* [Exercise]:
Lay out all of the data below as a numbered list, leaving out any blank lines.

:::

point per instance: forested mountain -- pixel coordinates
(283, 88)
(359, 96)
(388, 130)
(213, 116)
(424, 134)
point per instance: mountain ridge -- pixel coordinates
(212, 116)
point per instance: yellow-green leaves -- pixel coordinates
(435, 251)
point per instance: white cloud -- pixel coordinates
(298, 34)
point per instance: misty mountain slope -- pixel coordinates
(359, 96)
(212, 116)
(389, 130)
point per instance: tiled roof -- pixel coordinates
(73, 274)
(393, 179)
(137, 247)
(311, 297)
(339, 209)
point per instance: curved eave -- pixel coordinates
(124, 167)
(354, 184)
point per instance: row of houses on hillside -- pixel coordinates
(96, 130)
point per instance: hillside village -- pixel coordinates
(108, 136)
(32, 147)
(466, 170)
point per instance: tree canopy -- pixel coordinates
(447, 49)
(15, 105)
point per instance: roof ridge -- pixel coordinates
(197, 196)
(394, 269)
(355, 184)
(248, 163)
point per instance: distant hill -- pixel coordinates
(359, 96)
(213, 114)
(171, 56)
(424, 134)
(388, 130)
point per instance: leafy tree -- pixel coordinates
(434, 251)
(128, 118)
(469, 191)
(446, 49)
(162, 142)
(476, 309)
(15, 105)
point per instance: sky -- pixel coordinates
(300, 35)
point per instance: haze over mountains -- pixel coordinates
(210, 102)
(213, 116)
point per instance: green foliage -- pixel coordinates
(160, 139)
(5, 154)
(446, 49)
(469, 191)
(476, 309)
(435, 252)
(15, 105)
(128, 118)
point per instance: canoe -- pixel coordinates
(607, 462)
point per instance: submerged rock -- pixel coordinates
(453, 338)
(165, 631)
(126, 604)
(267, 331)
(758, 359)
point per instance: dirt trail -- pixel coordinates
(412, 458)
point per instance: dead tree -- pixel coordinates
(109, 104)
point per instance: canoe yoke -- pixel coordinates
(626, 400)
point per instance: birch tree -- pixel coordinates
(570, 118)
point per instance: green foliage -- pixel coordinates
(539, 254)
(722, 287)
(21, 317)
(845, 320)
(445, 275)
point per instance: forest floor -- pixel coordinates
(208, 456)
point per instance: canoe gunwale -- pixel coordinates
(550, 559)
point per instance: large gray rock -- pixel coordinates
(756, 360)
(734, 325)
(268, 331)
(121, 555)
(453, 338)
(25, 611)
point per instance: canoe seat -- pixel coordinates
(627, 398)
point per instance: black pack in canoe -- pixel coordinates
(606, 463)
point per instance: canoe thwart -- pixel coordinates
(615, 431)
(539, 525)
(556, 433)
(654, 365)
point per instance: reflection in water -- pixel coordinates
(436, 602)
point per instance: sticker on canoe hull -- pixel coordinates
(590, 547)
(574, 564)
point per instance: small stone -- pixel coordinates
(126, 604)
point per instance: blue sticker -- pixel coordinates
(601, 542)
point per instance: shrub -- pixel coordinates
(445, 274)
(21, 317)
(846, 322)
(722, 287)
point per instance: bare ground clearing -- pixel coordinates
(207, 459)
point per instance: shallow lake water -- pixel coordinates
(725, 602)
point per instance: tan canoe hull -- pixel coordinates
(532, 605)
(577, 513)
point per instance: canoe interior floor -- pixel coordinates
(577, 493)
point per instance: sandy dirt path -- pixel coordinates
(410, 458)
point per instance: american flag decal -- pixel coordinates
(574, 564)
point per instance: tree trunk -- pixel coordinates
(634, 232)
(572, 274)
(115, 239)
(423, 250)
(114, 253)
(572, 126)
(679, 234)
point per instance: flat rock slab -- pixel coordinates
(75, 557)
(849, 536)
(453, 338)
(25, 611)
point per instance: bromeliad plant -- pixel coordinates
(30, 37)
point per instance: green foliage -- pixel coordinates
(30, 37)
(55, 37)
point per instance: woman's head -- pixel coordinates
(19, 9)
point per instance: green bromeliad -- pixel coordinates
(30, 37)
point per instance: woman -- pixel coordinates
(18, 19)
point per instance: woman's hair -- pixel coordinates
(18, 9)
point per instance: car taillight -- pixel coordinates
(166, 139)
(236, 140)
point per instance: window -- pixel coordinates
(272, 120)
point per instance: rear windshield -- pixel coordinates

:::

* [Result below]:
1. point per instance: forested mountain -- pixel coordinates
2. (283, 88)
3. (359, 96)
4. (388, 130)
5. (213, 116)
6. (424, 134)
7. point per instance: mountain ridge -- pixel coordinates
8. (212, 116)
9. point per instance: yellow-green leaves -- pixel coordinates
10. (435, 251)
11. point per instance: white cloud -- pixel coordinates
12. (298, 34)
13. point per instance: misty mountain slope -- pixel coordinates
14. (359, 96)
15. (212, 116)
16. (389, 130)
17. point per instance: tiled roof -- pixel coordinates
18. (73, 274)
19. (393, 179)
20. (137, 247)
21. (311, 297)
22. (339, 209)
23. point per instance: curved eave -- pixel coordinates
24. (124, 167)
25. (354, 184)
26. point per instance: row of houses on hillside -- pixel coordinates
27. (96, 130)
28. point per instance: hillside village -- pixel coordinates
29. (108, 136)
30. (32, 147)
31. (466, 170)
32. point per instance: tree canopy -- pixel coordinates
33. (447, 49)
34. (15, 105)
35. point per instance: roof ridge -- pixel coordinates
36. (197, 196)
37. (394, 269)
38. (355, 184)
39. (248, 163)
40. point per instance: distant hill -- pixel coordinates
41. (359, 96)
42. (213, 114)
43. (171, 56)
44. (424, 134)
45. (388, 130)
46. point per instance: leafy tree -- pixel coordinates
47. (434, 251)
48. (128, 118)
49. (469, 191)
50. (446, 49)
51. (162, 142)
52. (476, 309)
53. (15, 105)
54. point per instance: sky -- pixel coordinates
55. (300, 35)
56. point per instance: haze over mountains -- pixel coordinates
57. (210, 102)
58. (213, 116)
59. point per instance: green foliage -- pixel coordinates
60. (160, 139)
61. (5, 154)
62. (446, 49)
63. (469, 191)
64. (476, 309)
65. (435, 252)
66. (15, 105)
67. (128, 118)
68. point per instance: canoe -- pixel coordinates
69. (607, 462)
70. point per instance: submerged rock -- pixel coordinates
71. (453, 338)
72. (165, 631)
73. (126, 604)
74. (267, 331)
75. (758, 359)
76. point per instance: dirt trail -- pixel coordinates
77. (412, 458)
78. point per instance: dead tree -- pixel coordinates
79. (109, 104)
80. point per instance: canoe yoke -- pixel coordinates
81. (626, 400)
82. point per instance: birch tree -- pixel coordinates
83. (570, 118)
84. point per instance: green foliage -- pixel coordinates
85. (539, 254)
86. (722, 287)
87. (21, 317)
88. (845, 320)
89. (445, 275)
90. point per instance: forest floor -- pixel coordinates
91. (208, 456)
92. point per instance: canoe gunwale -- pixel coordinates
93. (550, 559)
94. point per instance: large gray rock -- pixel coordinates
95. (756, 360)
96. (734, 325)
97. (268, 331)
98. (121, 555)
99. (453, 338)
100. (25, 611)
101. point per instance: canoe seat -- pixel coordinates
102. (627, 398)
103. point per instance: black pack in canoe -- pixel coordinates
104. (606, 463)
105. point per instance: canoe thwart -- pixel coordinates
106. (615, 431)
107. (539, 525)
108. (556, 433)
109. (654, 365)
110. point per instance: reflection in water -- pixel coordinates
111. (436, 602)
112. point per instance: sticker on canoe hull -- pixel coordinates
113. (590, 547)
114. (574, 564)
115. point per instance: small stone -- pixel coordinates
116. (126, 604)
117. point per instance: blue sticker -- pixel coordinates
118. (601, 542)
119. point per instance: shrub -- pixel coordinates
120. (445, 274)
121. (21, 317)
122. (846, 322)
123. (722, 287)
124. point per instance: bare ground clearing -- pixel coordinates
125. (207, 459)
126. point per instance: shallow lake water -- pixel coordinates
127. (725, 602)
128. point per instance: tan canoe hull -- pixel coordinates
129. (532, 605)
130. (577, 513)
131. point per instance: canoe interior floor -- pixel coordinates
132. (577, 493)
133. point per instance: sandy dirt path -- pixel coordinates
134. (410, 458)
135. point per instance: american flag decal -- pixel coordinates
136. (574, 564)
137. point per instance: tree trunk -- pixel coordinates
138. (634, 232)
139. (572, 274)
140. (115, 239)
141. (423, 250)
142. (114, 253)
143. (572, 126)
144. (679, 234)
145. point per instance: flat rock slab -- pixel coordinates
146. (75, 557)
147. (849, 536)
148. (453, 338)
149. (25, 611)
150. point per instance: bromeliad plant -- pixel coordinates
151. (30, 37)
152. point per instance: green foliage -- pixel coordinates
153. (30, 37)
154. (55, 37)
155. point per instance: woman's head -- pixel coordinates
156. (19, 9)
157. point per instance: green bromeliad -- pixel coordinates
158. (30, 37)
159. point per instance: woman -- pixel coordinates
160. (18, 19)
161. point per instance: woman's hair -- pixel coordinates
162. (18, 9)
163. point per instance: car taillight -- pixel coordinates
164. (166, 139)
165. (236, 140)
166. point per instance: window -- pixel coordinates
167. (272, 120)
168. point per instance: rear windshield -- pixel coordinates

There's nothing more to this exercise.